### TEXT UNDER STUDY
BEGIN

The recovery process is going to be intrinsically linked to the success of the roll out of the vaccine worldwide. Personally, I am quite optimistic on the long-term outlook for markets and the recovery process itself. I think the big unknown is the timeframe to achieve this and how quickly productivity and economic production can pick up on the back of a reduction in social distancing measures. I have no doubt though that over the next two to three years we’ll see good levels of recovery.
Post-Brexit, we are now the third largest player in Ireland
The UK has just Brexited, has this impacted your business yet? For example, in relation to the clients you serve in Europe or elsewhere.
Luckily it hasn’t, as the vast majority of our clients are UK-based. You’re absolutely right though, we do have a number of European clients who are affected by Brexit. Fortunately, we have an Irish business, which we bolstered with an acquisition two years ago and means we are now the third largest player in Ireland. That gives us real scale and capability to serve clients in Europe in a seamless way. And from a growth perspective we’re seeing more enquiries from potential new clients who want to be with a UK wealth manager that has access to the European market in this way.

END

### DATA FOR REVIEW

BEGIN

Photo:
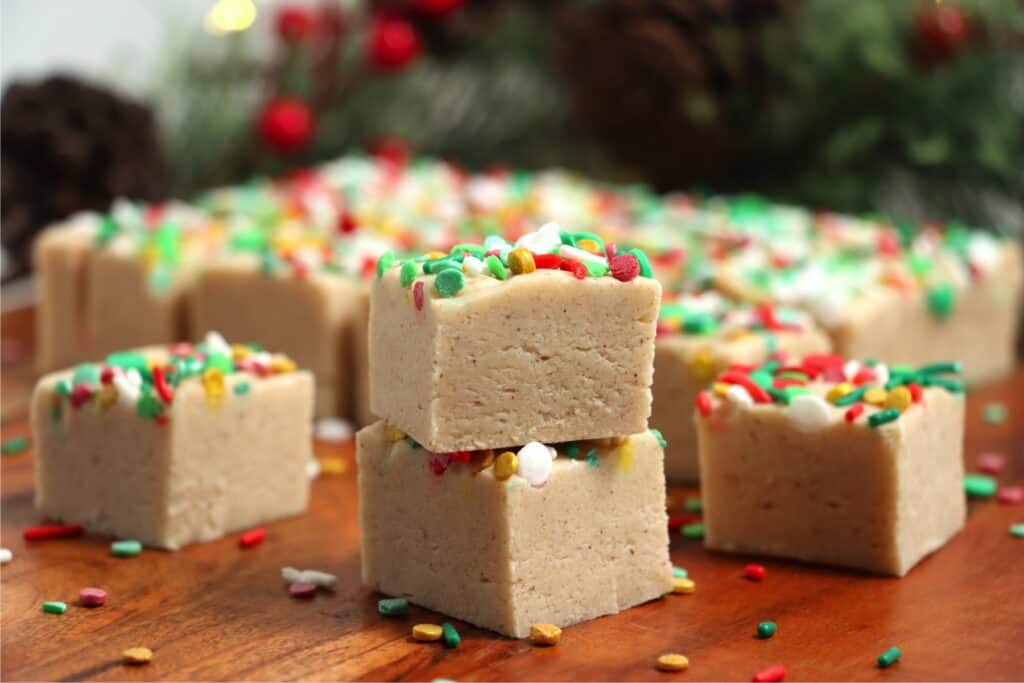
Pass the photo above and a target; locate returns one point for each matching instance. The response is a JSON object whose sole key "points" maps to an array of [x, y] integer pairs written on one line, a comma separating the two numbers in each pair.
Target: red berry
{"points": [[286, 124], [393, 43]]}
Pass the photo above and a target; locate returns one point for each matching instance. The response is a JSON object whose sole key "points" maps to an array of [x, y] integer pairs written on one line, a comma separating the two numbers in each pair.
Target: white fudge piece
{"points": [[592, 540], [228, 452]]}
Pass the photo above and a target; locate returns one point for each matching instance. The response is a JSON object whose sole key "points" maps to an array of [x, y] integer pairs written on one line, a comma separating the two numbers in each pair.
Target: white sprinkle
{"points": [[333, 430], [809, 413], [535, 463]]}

END
BEGIN

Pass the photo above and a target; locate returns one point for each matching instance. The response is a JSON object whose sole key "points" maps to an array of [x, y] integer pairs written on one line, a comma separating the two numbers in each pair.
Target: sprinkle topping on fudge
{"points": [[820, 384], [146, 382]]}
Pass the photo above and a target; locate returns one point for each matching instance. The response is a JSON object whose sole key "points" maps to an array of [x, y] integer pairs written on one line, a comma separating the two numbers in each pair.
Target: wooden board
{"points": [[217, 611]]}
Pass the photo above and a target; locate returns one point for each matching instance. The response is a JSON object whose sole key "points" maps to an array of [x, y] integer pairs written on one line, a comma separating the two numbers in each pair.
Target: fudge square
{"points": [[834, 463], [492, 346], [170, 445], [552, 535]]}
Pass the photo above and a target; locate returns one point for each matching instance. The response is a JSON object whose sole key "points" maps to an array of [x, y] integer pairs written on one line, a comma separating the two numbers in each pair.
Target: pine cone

END

### WHAT TO WORK ON
From the interview on recovery and Brexit, return the passage that begins at the words "Post-Brexit, we are" and stops after "Europe or elsewhere.". Copy it word for word.

### EXERCISE SOLUTION
Post-Brexit, we are now the third largest player in Ireland
The UK has just Brexited, has this impacted your business yet? For example, in relation to the clients you serve in Europe or elsewhere.